### Task description
Restate word for word the lines below that run from the one holding "shown by (609,75)." through the one holding "shown by (135,115).", inclusive. Pictures don't belong in the copy.

═══ Exercise data

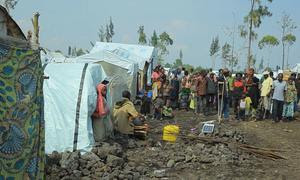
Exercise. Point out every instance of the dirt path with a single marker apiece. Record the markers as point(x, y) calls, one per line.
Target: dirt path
point(264, 134)
point(284, 136)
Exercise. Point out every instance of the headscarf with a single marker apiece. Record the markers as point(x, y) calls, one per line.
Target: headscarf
point(101, 109)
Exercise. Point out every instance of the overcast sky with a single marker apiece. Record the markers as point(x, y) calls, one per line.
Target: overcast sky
point(191, 23)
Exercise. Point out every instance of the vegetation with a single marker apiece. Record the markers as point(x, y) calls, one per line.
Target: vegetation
point(214, 49)
point(253, 20)
point(269, 42)
point(287, 26)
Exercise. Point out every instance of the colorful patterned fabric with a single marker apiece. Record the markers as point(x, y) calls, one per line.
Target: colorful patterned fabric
point(21, 114)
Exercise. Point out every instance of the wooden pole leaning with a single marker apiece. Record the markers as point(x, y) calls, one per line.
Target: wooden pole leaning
point(220, 100)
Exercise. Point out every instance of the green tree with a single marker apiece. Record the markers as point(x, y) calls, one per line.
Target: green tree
point(188, 67)
point(287, 26)
point(164, 41)
point(10, 4)
point(178, 63)
point(80, 52)
point(58, 51)
point(161, 42)
point(154, 39)
point(168, 65)
point(111, 29)
point(261, 65)
point(254, 20)
point(108, 36)
point(181, 55)
point(101, 34)
point(226, 48)
point(290, 39)
point(269, 42)
point(214, 49)
point(142, 36)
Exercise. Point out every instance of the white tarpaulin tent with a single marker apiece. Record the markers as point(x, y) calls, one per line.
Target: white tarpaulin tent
point(70, 99)
point(296, 68)
point(115, 67)
point(138, 53)
point(52, 57)
point(145, 56)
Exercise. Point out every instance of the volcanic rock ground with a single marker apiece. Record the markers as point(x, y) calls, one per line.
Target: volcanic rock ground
point(188, 157)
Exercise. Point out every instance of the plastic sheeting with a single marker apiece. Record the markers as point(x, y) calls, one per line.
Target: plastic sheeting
point(61, 94)
point(115, 67)
point(296, 68)
point(136, 53)
point(52, 57)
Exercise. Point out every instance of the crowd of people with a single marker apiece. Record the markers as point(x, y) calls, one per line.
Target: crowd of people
point(207, 93)
point(204, 93)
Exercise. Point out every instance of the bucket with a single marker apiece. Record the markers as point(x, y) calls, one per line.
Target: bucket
point(170, 133)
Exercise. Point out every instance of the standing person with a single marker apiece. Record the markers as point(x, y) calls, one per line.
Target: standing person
point(155, 82)
point(185, 91)
point(231, 80)
point(174, 95)
point(223, 98)
point(278, 87)
point(237, 93)
point(102, 125)
point(297, 84)
point(193, 102)
point(146, 104)
point(211, 91)
point(158, 104)
point(289, 100)
point(124, 113)
point(166, 91)
point(201, 93)
point(252, 84)
point(266, 88)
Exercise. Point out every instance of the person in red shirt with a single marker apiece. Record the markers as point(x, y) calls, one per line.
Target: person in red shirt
point(238, 92)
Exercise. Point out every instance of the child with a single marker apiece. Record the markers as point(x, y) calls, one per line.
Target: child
point(248, 102)
point(242, 108)
point(146, 103)
point(167, 91)
point(289, 99)
point(167, 111)
point(158, 105)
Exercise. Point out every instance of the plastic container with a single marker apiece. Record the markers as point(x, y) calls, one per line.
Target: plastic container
point(170, 133)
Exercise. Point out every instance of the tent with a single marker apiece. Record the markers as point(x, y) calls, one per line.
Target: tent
point(21, 104)
point(52, 57)
point(145, 56)
point(296, 68)
point(70, 99)
point(115, 67)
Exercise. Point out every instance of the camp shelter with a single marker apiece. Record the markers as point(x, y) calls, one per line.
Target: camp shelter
point(145, 56)
point(52, 57)
point(296, 68)
point(115, 67)
point(70, 99)
point(21, 104)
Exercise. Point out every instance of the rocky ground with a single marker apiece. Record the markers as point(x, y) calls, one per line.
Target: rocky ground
point(189, 157)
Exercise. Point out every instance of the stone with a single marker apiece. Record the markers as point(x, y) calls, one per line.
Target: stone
point(229, 133)
point(90, 156)
point(159, 173)
point(179, 158)
point(114, 161)
point(170, 163)
point(53, 158)
point(68, 159)
point(136, 176)
point(200, 146)
point(86, 172)
point(77, 173)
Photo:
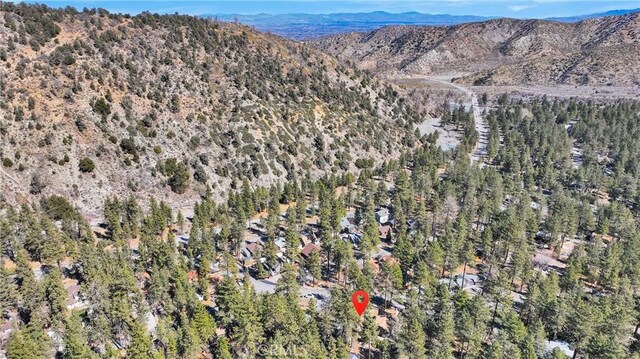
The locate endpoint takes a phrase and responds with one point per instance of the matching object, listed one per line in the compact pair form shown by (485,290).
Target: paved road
(480,149)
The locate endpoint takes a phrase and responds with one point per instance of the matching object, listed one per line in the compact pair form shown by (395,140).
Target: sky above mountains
(498,8)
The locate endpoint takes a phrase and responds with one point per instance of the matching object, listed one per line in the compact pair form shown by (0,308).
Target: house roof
(382,212)
(384,230)
(306,251)
(253,247)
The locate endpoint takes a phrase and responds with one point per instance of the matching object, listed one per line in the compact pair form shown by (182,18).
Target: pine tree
(75,340)
(313,265)
(203,323)
(7,291)
(369,332)
(140,346)
(222,349)
(55,294)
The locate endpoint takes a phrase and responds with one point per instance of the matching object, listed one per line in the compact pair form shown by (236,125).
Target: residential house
(384,230)
(5,329)
(308,249)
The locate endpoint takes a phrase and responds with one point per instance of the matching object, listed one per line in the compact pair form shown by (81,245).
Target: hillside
(301,26)
(599,51)
(95,104)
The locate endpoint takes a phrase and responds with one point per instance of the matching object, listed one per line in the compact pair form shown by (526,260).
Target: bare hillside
(93,104)
(601,51)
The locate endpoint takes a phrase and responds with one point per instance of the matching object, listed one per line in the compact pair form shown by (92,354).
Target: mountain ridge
(501,51)
(94,104)
(305,26)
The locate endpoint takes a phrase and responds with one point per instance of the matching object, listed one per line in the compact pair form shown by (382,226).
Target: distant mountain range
(300,26)
(600,51)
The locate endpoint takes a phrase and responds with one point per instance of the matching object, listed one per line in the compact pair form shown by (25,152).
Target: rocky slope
(599,51)
(94,104)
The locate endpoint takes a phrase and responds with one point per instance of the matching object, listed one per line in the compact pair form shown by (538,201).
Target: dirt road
(480,149)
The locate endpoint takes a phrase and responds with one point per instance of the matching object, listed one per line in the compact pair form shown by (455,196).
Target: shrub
(128,146)
(36,185)
(58,208)
(102,107)
(86,165)
(179,181)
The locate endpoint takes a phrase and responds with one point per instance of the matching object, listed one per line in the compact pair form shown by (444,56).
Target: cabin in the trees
(382,215)
(308,249)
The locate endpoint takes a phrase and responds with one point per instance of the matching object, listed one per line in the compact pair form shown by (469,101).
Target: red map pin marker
(360,306)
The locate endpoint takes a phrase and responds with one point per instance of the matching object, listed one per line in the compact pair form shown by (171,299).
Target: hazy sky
(520,9)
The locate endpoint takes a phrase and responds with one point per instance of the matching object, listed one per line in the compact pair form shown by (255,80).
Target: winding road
(480,149)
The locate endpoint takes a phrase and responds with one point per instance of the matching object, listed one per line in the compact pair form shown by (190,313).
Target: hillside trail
(480,149)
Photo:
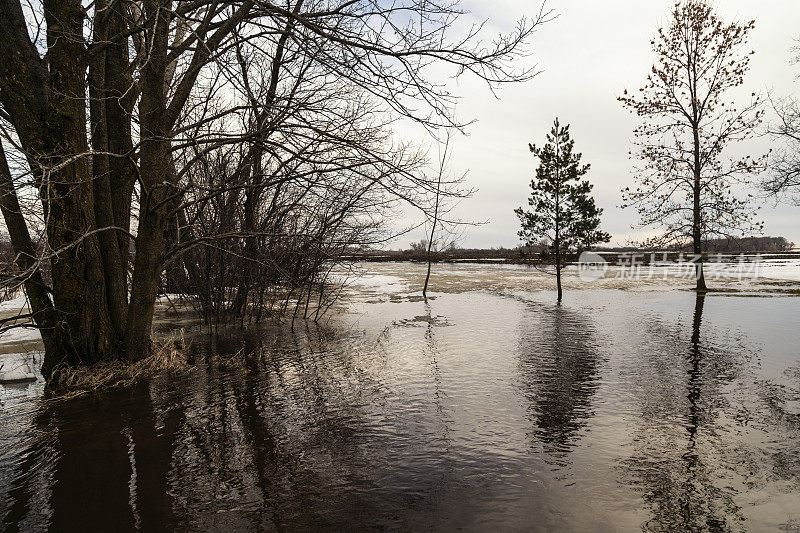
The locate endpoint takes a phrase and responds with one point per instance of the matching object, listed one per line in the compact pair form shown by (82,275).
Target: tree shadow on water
(558,360)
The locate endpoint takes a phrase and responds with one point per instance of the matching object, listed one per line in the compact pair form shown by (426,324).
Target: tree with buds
(685,183)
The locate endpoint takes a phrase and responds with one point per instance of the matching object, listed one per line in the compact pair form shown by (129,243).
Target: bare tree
(784,179)
(685,183)
(110,106)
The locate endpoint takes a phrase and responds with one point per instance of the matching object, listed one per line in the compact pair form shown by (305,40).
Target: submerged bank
(487,406)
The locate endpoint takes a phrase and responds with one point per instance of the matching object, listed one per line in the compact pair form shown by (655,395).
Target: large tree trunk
(83,332)
(155,178)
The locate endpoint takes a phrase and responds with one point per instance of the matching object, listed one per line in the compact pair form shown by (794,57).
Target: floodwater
(486,407)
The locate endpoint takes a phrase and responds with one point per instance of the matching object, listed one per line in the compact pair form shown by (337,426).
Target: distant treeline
(727,245)
(523,254)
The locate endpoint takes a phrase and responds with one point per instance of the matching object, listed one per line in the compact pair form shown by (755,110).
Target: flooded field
(634,405)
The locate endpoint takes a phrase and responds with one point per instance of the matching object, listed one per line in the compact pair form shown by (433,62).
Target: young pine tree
(564,213)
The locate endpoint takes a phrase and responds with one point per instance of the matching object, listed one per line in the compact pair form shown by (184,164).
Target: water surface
(481,408)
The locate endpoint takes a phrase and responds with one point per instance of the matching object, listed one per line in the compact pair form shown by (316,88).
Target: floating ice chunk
(20,374)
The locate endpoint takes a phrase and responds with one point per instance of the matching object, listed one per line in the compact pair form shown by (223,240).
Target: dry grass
(169,355)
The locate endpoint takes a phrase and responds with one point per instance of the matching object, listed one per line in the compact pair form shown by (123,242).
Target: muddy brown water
(481,410)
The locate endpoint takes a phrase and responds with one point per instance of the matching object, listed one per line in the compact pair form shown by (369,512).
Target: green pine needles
(564,215)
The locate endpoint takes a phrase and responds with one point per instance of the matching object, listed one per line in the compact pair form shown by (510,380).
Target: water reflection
(680,460)
(473,411)
(558,359)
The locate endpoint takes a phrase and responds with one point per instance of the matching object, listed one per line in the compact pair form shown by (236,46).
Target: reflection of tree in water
(680,457)
(558,360)
(273,445)
(106,471)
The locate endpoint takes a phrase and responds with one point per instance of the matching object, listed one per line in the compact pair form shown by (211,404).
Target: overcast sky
(587,56)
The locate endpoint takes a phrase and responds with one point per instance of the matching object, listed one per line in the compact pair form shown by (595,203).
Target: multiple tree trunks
(101,100)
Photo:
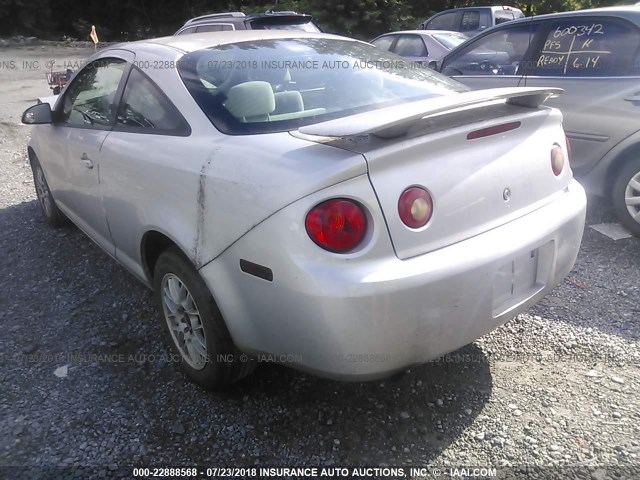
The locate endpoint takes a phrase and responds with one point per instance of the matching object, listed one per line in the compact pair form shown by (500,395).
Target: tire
(194,326)
(626,189)
(50,212)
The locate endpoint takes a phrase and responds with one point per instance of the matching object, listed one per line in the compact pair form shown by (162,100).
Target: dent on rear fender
(201,209)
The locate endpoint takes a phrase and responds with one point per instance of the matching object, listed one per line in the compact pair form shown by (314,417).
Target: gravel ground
(84,380)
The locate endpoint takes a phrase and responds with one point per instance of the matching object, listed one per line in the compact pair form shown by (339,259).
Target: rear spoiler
(400,117)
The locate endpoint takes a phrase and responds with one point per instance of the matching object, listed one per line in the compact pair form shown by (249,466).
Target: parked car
(470,20)
(297,197)
(420,45)
(594,55)
(270,20)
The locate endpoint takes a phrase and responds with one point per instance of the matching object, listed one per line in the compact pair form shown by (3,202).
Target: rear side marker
(496,129)
(256,270)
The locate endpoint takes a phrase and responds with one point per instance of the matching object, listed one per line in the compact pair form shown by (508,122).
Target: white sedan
(307,199)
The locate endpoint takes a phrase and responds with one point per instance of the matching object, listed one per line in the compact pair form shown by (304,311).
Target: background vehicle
(420,45)
(594,55)
(344,220)
(470,20)
(216,22)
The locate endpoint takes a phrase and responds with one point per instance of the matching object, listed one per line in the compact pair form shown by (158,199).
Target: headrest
(250,99)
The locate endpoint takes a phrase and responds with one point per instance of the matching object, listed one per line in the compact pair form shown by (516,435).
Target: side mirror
(38,114)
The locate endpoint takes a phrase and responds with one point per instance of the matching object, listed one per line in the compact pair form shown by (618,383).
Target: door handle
(87,161)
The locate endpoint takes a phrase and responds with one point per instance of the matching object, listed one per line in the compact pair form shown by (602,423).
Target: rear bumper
(367,319)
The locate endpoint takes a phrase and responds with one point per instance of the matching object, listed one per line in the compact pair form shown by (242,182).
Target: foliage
(117,20)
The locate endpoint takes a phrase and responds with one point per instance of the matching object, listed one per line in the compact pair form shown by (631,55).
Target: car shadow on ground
(78,308)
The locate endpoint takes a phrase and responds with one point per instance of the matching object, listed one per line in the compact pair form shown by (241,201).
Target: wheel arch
(599,180)
(153,243)
(628,154)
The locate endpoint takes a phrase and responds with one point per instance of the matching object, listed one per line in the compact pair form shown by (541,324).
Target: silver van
(470,20)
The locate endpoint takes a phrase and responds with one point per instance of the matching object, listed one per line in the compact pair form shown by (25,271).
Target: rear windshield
(277,85)
(450,40)
(285,23)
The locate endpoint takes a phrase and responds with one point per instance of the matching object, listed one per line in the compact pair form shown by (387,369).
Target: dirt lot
(557,388)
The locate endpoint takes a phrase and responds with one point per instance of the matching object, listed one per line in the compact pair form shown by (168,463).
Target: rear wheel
(626,196)
(194,326)
(50,212)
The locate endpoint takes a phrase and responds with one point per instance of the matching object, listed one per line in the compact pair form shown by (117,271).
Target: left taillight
(337,225)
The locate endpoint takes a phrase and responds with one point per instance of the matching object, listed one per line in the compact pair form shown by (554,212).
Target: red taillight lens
(415,207)
(336,225)
(557,159)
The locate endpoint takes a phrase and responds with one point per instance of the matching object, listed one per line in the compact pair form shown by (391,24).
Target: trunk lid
(476,184)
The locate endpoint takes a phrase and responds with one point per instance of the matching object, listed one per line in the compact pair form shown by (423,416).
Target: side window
(384,42)
(503,16)
(145,109)
(588,48)
(89,101)
(410,46)
(446,21)
(470,21)
(497,53)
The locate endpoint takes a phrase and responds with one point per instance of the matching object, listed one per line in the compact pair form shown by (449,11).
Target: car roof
(481,7)
(630,12)
(422,32)
(197,41)
(221,17)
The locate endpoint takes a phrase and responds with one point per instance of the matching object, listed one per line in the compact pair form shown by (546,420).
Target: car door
(143,165)
(492,59)
(596,60)
(84,117)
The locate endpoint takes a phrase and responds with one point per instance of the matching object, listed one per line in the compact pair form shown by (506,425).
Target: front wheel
(626,196)
(194,326)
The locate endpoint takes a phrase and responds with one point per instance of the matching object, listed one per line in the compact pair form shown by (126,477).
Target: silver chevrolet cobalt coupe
(310,199)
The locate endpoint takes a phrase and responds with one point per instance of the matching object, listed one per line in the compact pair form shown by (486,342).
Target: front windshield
(450,40)
(272,85)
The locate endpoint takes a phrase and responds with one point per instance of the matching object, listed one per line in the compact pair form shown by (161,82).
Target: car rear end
(460,224)
(467,214)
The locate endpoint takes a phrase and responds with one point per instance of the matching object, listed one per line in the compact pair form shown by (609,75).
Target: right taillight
(415,207)
(557,159)
(338,225)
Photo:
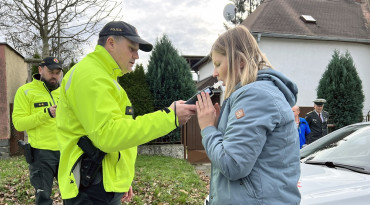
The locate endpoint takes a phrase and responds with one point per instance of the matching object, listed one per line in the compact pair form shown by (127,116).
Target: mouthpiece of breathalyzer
(208,89)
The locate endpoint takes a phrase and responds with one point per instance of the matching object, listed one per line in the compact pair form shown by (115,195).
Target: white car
(336,168)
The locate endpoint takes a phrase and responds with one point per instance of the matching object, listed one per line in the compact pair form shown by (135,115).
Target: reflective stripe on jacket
(30,114)
(93,103)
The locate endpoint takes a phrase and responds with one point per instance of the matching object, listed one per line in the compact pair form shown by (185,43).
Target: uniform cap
(319,101)
(120,28)
(51,62)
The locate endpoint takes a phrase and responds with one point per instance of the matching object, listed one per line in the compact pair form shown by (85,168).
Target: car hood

══════

### Solution to this task
The locate endpoint takes a phrase and responds with one point per instance of the matching object, listed one per line in the compact pair form shown by (609,75).
Target: right taillight
(415,207)
(557,159)
(338,225)
Photo:
The locate endpoint takes a phrase and responds with one point per instance of the matching object, listed one per line in the compact pair form shown by (127,116).
Target: mouthpiece of breathalyzer
(208,89)
The locate endpoint takes a phrase and responds with one point per instance of the matching object, listed one per line in the compact pair form shown by (115,195).
Target: white car
(336,168)
The locate endpoint takes a phrase and responds with one point per instance of the matching object, listed one per line in the compact pair form shown by (135,115).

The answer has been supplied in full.